══ PASSAGE GIVEN

Original poster: "John Tomacic by way of Terry Fritz <twftesla-at-qwest-dot-net>" <tesla_ownz_u-at-hotmail-dot-com>

Hi,

I used "Wintesla" to calculate the inductance of my 5.625 inch diameter 
coil, 21.9 inches long wound with #24 wire. It gives an inductance of 32.64 
mH, and length of wire 1478.55 feet.

For the flat spiral I used the following formula for inductance:
L= (NR)^2/(8R+11W) N= 431 turns, R=6.55 (inside radius = 2 in, outside 
radius = 11.1 inches) and W= 9.1 in (431 turns * 0.0211 (wire dia)).

L= 52.28 mH

The wire length in the spiral was calculated from
lenght = N*pi*(2*r0+d*N)/12   N= 431 turns, r0 = 2 inches (inside radius), d 
= .0211 (wire diameter), pi = 3.14159

l= 1478.40 feet

Regards,
John T.

════

STATED TASK A ▸
According to the message about coil inductance, what inductance did Wintesla give for the 5.625 inch diameter coil?
The message and the records have no connection to one another.

══ DATA TO USE

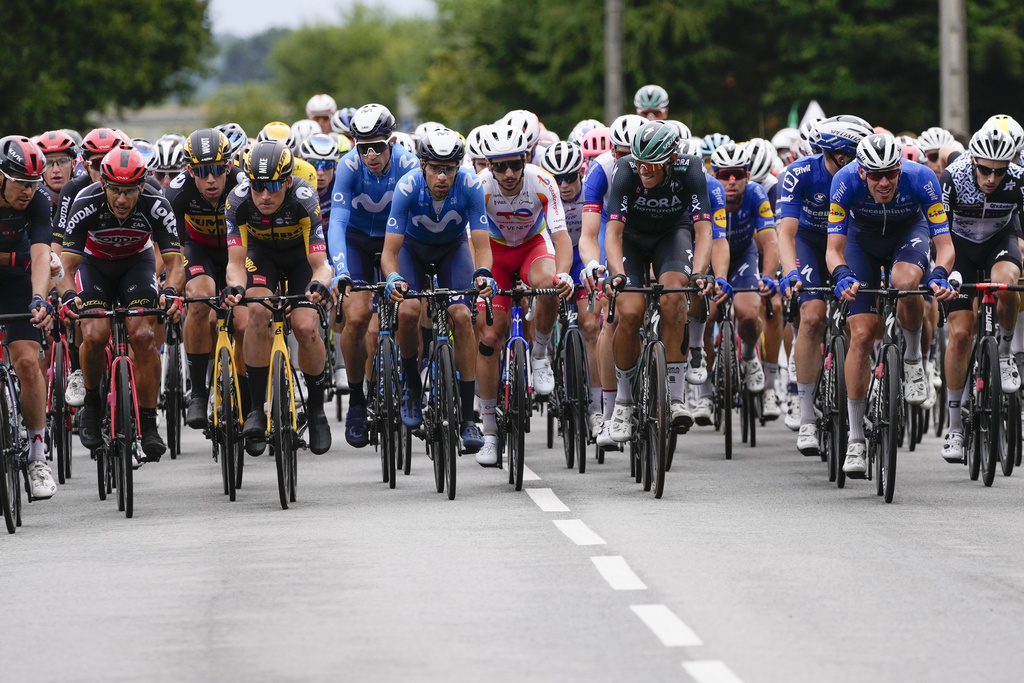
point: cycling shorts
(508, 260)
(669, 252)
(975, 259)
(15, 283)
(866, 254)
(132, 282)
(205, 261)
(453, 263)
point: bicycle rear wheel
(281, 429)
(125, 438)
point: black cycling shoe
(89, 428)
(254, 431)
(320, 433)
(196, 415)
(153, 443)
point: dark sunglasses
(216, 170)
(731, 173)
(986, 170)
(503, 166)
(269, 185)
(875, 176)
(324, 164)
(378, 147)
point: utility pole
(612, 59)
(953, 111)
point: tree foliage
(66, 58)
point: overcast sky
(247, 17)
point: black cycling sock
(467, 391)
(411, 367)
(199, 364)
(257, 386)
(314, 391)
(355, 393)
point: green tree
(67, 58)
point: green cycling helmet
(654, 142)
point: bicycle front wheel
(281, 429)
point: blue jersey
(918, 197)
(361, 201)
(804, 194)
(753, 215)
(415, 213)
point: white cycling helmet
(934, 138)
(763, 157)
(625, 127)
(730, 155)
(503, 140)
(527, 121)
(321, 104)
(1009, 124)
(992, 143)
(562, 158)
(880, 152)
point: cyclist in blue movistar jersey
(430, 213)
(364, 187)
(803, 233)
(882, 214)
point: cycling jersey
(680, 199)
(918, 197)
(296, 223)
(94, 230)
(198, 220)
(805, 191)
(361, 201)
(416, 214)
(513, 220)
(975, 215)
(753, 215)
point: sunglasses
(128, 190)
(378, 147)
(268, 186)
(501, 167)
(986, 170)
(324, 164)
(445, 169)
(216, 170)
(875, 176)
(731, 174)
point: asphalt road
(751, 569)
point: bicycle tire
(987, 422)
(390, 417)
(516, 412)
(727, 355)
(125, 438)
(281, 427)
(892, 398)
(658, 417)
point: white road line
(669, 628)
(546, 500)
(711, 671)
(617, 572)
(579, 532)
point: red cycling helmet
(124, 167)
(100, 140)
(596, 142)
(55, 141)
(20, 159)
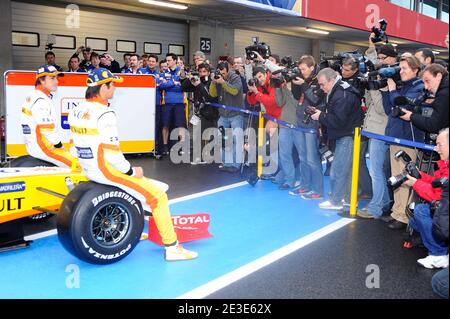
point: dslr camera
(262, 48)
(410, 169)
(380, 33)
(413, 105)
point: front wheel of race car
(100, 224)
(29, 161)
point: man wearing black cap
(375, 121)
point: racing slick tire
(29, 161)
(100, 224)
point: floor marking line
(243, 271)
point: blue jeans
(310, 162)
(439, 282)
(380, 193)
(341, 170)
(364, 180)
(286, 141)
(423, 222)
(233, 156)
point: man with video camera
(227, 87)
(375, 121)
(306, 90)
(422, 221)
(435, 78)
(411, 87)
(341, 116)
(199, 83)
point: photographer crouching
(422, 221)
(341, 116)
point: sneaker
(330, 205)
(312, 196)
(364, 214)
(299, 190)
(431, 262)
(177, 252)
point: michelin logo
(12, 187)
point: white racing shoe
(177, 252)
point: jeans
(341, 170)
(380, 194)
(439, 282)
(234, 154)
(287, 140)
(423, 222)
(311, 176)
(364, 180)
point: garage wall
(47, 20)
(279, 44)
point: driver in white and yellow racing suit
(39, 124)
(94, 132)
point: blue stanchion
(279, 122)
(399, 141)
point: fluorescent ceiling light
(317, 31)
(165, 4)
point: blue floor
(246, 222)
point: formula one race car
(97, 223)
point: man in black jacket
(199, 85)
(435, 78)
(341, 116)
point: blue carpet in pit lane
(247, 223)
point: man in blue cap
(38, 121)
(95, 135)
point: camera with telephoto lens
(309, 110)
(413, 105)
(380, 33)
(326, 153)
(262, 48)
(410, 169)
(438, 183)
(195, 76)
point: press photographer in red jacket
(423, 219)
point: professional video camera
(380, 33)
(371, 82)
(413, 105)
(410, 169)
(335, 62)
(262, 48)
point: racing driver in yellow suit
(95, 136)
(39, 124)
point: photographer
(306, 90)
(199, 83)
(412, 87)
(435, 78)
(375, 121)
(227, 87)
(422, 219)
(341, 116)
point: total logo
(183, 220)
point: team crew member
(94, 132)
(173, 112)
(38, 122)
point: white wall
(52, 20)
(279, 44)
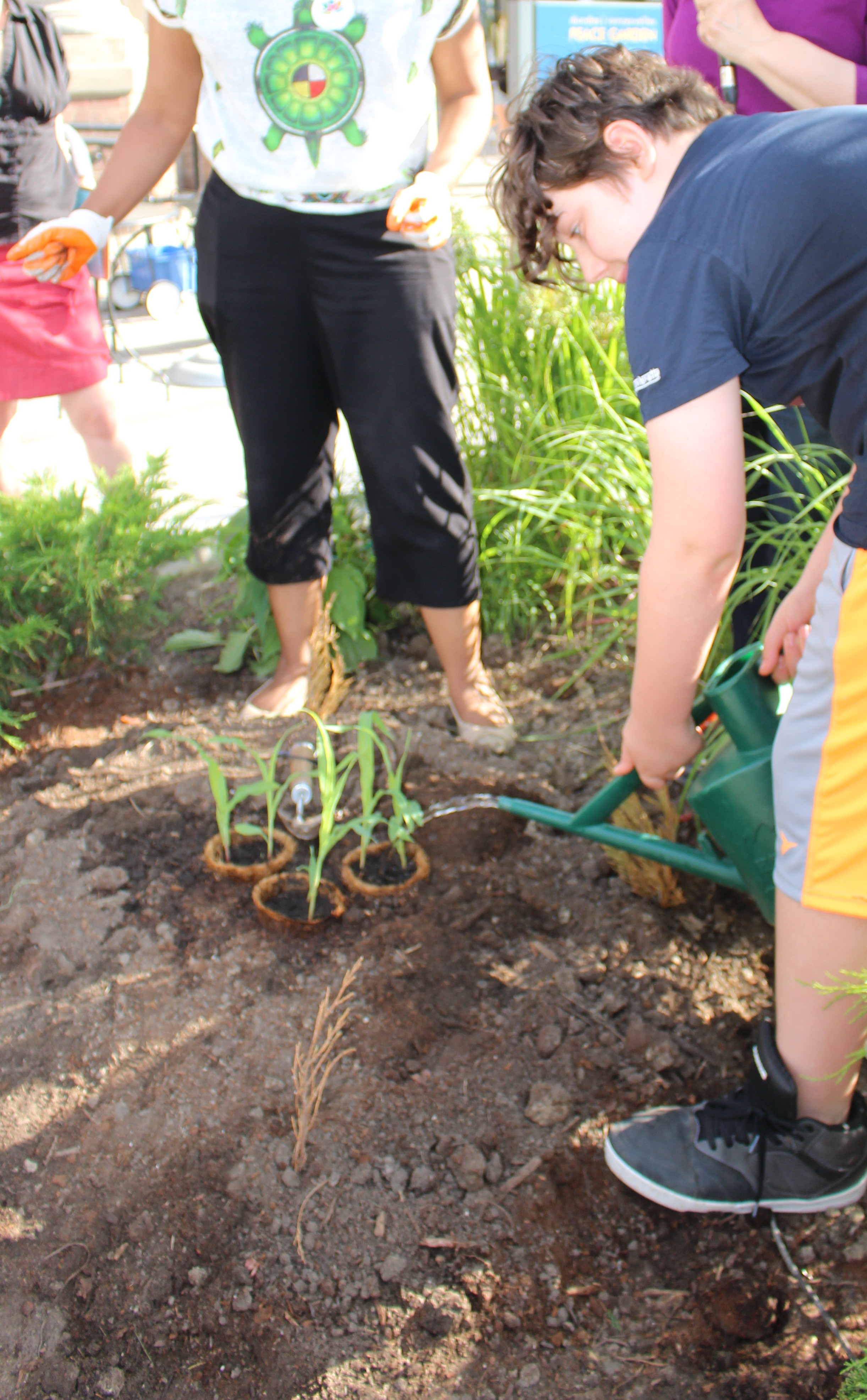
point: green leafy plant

════

STATED TASK B ▸
State how many lines of the records contain the string "tree". Give only the number.

FINAL RESULT A ▸
32.64 mH

FINAL RESULT B ▸
2